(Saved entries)
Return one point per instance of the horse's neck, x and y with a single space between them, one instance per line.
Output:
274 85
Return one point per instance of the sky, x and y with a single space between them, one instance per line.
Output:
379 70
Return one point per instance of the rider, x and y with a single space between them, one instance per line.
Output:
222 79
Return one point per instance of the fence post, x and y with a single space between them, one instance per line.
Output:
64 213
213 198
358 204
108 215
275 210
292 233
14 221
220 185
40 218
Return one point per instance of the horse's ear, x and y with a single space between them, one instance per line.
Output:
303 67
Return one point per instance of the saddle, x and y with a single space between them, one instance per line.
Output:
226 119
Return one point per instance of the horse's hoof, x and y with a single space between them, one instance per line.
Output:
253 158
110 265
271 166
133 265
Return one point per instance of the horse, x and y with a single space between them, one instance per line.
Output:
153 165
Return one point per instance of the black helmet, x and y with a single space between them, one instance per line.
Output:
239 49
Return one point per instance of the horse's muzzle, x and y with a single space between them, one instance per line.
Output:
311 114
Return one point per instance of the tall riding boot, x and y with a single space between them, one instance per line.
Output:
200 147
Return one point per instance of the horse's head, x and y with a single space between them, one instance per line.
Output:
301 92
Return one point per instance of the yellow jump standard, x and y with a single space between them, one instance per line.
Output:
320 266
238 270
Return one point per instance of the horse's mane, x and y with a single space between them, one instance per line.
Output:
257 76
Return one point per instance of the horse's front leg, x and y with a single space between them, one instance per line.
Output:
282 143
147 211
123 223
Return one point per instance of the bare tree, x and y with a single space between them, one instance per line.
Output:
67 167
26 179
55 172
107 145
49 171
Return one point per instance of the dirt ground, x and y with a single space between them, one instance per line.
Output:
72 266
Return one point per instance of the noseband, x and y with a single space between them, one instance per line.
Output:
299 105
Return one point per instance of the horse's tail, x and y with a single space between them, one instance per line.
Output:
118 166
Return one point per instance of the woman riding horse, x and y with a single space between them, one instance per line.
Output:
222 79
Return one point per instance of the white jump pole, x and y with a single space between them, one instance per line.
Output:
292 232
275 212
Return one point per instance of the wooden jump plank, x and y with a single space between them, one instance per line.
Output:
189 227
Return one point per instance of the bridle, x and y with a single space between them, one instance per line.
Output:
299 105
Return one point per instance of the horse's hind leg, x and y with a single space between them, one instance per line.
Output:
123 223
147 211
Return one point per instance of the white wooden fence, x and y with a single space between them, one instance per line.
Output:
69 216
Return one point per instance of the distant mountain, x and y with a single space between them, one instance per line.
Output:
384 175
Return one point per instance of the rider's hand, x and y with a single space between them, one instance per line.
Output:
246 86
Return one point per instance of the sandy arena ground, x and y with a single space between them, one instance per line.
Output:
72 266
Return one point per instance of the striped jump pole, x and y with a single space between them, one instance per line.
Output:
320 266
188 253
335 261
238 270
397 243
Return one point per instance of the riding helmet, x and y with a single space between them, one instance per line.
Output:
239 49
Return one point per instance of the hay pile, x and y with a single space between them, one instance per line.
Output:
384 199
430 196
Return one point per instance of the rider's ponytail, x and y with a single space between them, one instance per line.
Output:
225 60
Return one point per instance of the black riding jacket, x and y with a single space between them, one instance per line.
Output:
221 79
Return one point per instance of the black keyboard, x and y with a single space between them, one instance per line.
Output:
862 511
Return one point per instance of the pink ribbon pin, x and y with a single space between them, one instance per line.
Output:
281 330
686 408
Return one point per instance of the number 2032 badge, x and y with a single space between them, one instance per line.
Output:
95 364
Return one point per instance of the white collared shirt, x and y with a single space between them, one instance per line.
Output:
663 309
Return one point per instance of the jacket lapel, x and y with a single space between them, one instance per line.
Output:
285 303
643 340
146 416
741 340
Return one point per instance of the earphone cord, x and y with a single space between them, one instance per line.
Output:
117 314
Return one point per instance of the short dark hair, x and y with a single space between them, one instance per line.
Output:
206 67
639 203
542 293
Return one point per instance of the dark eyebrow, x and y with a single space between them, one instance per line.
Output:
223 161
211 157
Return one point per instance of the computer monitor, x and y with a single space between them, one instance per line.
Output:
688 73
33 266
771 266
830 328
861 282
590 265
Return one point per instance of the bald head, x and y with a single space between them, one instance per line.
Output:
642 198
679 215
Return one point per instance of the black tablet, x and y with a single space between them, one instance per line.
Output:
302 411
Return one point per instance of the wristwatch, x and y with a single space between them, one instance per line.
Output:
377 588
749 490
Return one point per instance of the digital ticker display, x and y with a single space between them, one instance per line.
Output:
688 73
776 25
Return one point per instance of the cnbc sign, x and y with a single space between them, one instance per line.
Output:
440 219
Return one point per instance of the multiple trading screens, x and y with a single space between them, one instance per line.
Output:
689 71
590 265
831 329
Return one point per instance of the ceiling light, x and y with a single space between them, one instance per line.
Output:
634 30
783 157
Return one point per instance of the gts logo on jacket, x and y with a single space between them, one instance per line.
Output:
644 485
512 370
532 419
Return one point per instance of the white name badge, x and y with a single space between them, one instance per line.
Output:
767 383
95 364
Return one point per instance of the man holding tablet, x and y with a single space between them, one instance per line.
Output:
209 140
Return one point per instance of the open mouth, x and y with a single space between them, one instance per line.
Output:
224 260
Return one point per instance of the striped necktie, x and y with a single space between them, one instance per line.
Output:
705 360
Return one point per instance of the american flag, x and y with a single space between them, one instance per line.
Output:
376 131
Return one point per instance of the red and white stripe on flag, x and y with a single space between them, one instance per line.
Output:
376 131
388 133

WORK ITEM: Retype every entry, keeping each character as it was.

TASK SOLUTION:
Return one point per instance of the horse's neck, x and y with a single space between them, one instance per line.
Output:
274 85
Return one point per instance of the sky, x and y with a single space between them, one instance per line.
Output:
379 70
Return one point per instance of the rider, x and y with a single space between them, one instance per line.
Output:
222 79
Return one point per instance of the fence post, x and y with a single space between them, one instance per line.
Output:
64 213
213 198
358 204
108 215
275 210
292 233
14 221
220 185
40 218
Return one point per instance of the horse's ear, x and y with a single space between them, one instance per line.
Output:
303 67
Return one point per instance of the saddle, x and y with a single space between them, one instance per line.
Output:
226 119
Return one point per instance of the horse's hoof, x and y with a single space between them, one instance per line.
Output:
253 158
110 265
271 166
133 265
Return one point per instance of the horse, x and y with a single space between them, one instance per line.
Output:
153 165
Return one point per instance of the black helmet, x and y with a single space between them, one instance per line.
Output:
239 49
Return one point per instance of the horse's muzzle, x and y with a single space between them, one instance per line.
Output:
311 114
Return one point per instance of the tall riding boot, x and y with a single space between them, one instance per line.
Output:
200 147
Return one point per instance of the horse's head, x and y with a single space between them, one instance per line.
Output:
301 92
Return one point per instance of the yellow jump standard, x and y with a single space between them, one instance per line.
Output:
320 266
238 270
Return one point per instance of the horse's mane, x and y with a single space between them, one instance per line.
Output:
257 76
Return one point per instance of the horse's front leg, x and y with a single space between them, one instance per line.
Output:
282 143
147 211
123 223
Return one point per instance of the bare tree, x and y with a single space between them, one instance per line.
Output:
67 167
26 179
55 172
107 145
49 171
Return one point per instance of the dirt ground, x and y with a single space between them, one instance per line.
Output:
72 266
Return one point per instance of the noseband, x and y with a single space between them, one instance per line.
Output:
299 105
Return one point per instance of the horse's tail, x and y with a single space between them, one instance per line.
Output:
118 166
Return one point per instance of the woman riding horse, x and y with a single space between them, one instance per line.
Output:
222 79
Return one point per instance of the white jump pole, x and y with a single space between them, one instance per line.
Output:
292 232
275 212
Return one point per instance of the wooden jump plank, x and y with a single space between them, one instance per line.
Output:
189 227
Return one point per instance of the bridle, x and y with a single space between them, one instance per line.
Output:
299 105
Return one point per instance of the horse's hind leg, x and y with a single space between them, one instance per line.
Output:
123 223
147 211
Return one point per instance of the white wooden fence, x and y with a single space between them, one instance per line.
Output:
69 216
Return one point per instance of the distant mountain, x and y with a single space between them, one instance per line.
Output:
384 175
Return one point per instance of the rider's hand, x and y with a single space between them, one instance per line.
Output:
246 86
Return one point per instance of the sandy arena ground, x and y with a single space between them, one instance per line.
Output:
72 266
Return one point per instance of the striped jump pole, x and y with a single space between them, one instance per line.
Output:
320 266
188 253
335 261
238 270
397 243
Return one point per instance of the riding helmet, x and y with a single space between them, one instance per line.
Output:
239 49
Return one point per instance of the hay pile, x and y with a single space between them, one instance per line.
Output:
384 199
430 196
Return one point per instance of the rider's ponytail, x and y with a single space between them, one instance per line.
Output:
225 60
Return one point per instance of the black riding jacket, x and y with a single space between them, one instance per line.
Output:
221 79
Return one point per instance of the black keyboard, x and y with a single space between them, one instance per line.
Output:
862 511
Return one point per instance of the pink ribbon pin, x and y with a single space between them, one instance per line.
Output:
281 330
686 408
Return one point per instance of the number 2032 badge, x and y with a single space between them, one instance per line.
Output:
95 364
Return one point per instance of the white collared shirt, x and y with a single space between them, one instance per line.
Output:
663 309
Return one point per instance of the jacket lapel, x and y with a single space between them, one instance per line.
Output:
285 303
643 340
146 416
741 340
Return one point per instance of the earphone cord, x and y with a single space between them, one instance per line.
Output:
117 314
Return one point per instance of the short dark hair, x and y with a single space between them, one instance per line.
Output:
206 67
639 203
542 293
Return one point per instance of the dark eyebrow, x and y with a single space between them, one instance per line.
Output:
223 161
211 157
Return one point per instance of the computer monitor, x and y with a single space between them, one instance per line.
Output:
688 73
33 266
771 266
830 328
861 282
590 265
Return one point per instance of the bald head, x and y with a single space between them, one instance per line.
Output:
642 198
679 215
Return one point per instance of the black tablet, x and y with a single space between them, one instance per line.
Output:
302 411
Return one point per instance of the wristwatch, x and y with a single space between them, one instance per line.
Output:
377 588
749 490
Return one point per instance of the digital ticker display, x and y with a single space between them, one instance per line.
Output:
688 73
776 25
Return one point per instance of the cnbc sign, x and y with a single space between them, one instance per line.
Output:
440 219
Return one point per instance of the multiple trading screens, x and y with a single space between them, one instance per line.
Output:
689 71
590 265
831 329
Return one point per instance of the ceiling light, x and y with a single space between them, one instance per line.
Output:
634 30
783 157
Return one point per instance of the gts logo on jacket, x and y with a single space between them, one instance per line.
Output:
644 485
512 370
532 419
Return one point per instance of the white name badge, x and y with a single space between them, one instance per line.
Output:
767 383
95 364
Return one point per instance of the man holding tablet, x and y with a single space between them, one instance per line.
Output:
209 140
Return one point per instance of the open mouth, x and y with a single space between them, one instance per line.
Output:
224 260
Return one point per instance of the striped necktie, x and y with a single space between them, one instance per line.
Output:
705 360
Return one point per instance of the american flag, x and y with a single space between them, one instance per line.
Output:
376 131
Return one point per instance of the red and white stripe on flag, x and y with a single space between them, one instance per line.
Output:
376 131
388 133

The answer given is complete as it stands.